**Assignment 1**
In the blog post about Cadiz and Cordoba, how long did the catamaran trip to El Puerto de Santa Maria take?
**Assignment 2**
List every role the header of the Cadiz and Cordoba blog gives for Sue Jackson.
**Assignment 3**
Continue the blog post about Cadiz and Cordoba from the point where it stops.

**Quoted passage**

────

SUE JACKSON Therapist | Writer | Photographer | Activist

An avid blogger for the last fifteen years, I believe in the power of the word to change the world. I have participated in, and reported on, a range of protests during this period, including the successful East-West Link campaign and, more recently, our wonderful, home-grown Extinction Rebellion (XR). If you believe, like I do, that it is time for ordinary people to rise up in defence of the planet, I encourage you to explore this blog, share it with your networks, and – of course – take action.

Friday, September 01, 2017

Picturing Cadiz and Cordoba (Southern Spain)

The sublime Mezquita, Cordoba

When my friend Linda asked me in Spanish class for some 'tips' about Cadiz and Cordoba, which she will be visiting in October, I was pleased. Peter and I had spent a few great weeks there in March, but life overtook us on our return home and I never did get around to posting about it. So, belatedly, here goes:

The unexpected twists and turns of Cadiz's old town alleyways make it an intriguing part of town to stay in, or at least to visit regularly.
View from our apartment in La Casa del Populo in the heart of the old town

Cadiz Cathedral from our roof top at dawn

Perched on the edge of the Atlantic, Cadiz Cathedral is stunning. But I'd have to say more from the outside than the interior, which left me feeling decidedly queasy! The audio guide, which is useful as the cathedral is huge, is particularly pious and saccharine. It includes the information that the cathedral's indecently huge, solid silver tabernacle was donated in the sixteenth century by a local merchant 'who made his fortune in Mexico'. (Wonder how much Aztec blood/deaths it represents?). Also on display is a gruesome relic of an early martyr whose claim to fame is her 'intact' body. She has a wax mask on her face and a 'hand' extended - which you certainly wouldn't want to shake!

A great place to view the ancient historical port of Cadiz is from the deck of one of the public (cheap) catamarans. We took one to visit nearby El Puerto de Santa Maria, which took about 40 minutes. We were on a mission to visit the famous bodega - Gutierrez Colosia. The little town is full of bodega's which specialize in 'real' sherries, which we were told have nothing at all in common with our Australian brew! 

Mar Palop, our tour guide at Gutierrez Sherry Distillery

Peter, enjoying to the full our post-tour sherry tasting
Cadiz is famous for its watch towers. The aerial view (below) I took from the roof of Torre Tavira, which houses one of the world's 40 or so (official) camera obscuras. The camera was huge and provided an astonishing 360 degree view of the city, where you could even see the washing flapping on rooftops and people moving along the alleyways. Don't miss it!

────

**The data**
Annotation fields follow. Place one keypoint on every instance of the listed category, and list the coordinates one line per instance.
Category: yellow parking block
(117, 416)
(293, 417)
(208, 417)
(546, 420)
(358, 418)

────

**Exercise output 1**
About 40 minutes.

**Exercise output 2**
Therapist, Writer, Photographer, Activist

**Exercise output 3**
Watch towers of Cadiz dot skyline - used for centuries to trace boat traffic

Roman theatre Cadiz

The remains of this Roman theatre were visible from the end of our street. We particularly loved its access tunnel. It was cool and quiet and once in it, if you squint, you can almost see the ancient theatre groupies pushing past in their togas to secure the best seats in the house.

On to Cordoba. The locals love their flamenco and so did we.

Restaurante Patio de la Juderia's free flamenco show

The Patio de la Juderia's food was mediocre, but who cares? as the show was brilliant. The group really seemed to enjoy each other's company and the singer was stunning - full of passion and pathos.

My morning yoga provided a contrast, especially as the classes are held in perhaps the world's most picturesque studio - the ancient city wall. As well as being a workout for the body, classes provided a workout for the language skills as they are all in Spanish.

Tophealth Salud y deporte (phone: 650 51 18 59)

In Calle Judios 112 is the wonderful Museo de Papel: Casa Andalus. This tiny museum, in the original twelfth century Arab house, celebrates the wonders of Islamic paper making. 

Ancient paper making tools

The atmosphere of the house, its Arabic decorations, the use of water and secluded areas to capture breezes was enchanting. I could have stayed on and on. If you visit, don't miss the cellar!

Beautiful decorations.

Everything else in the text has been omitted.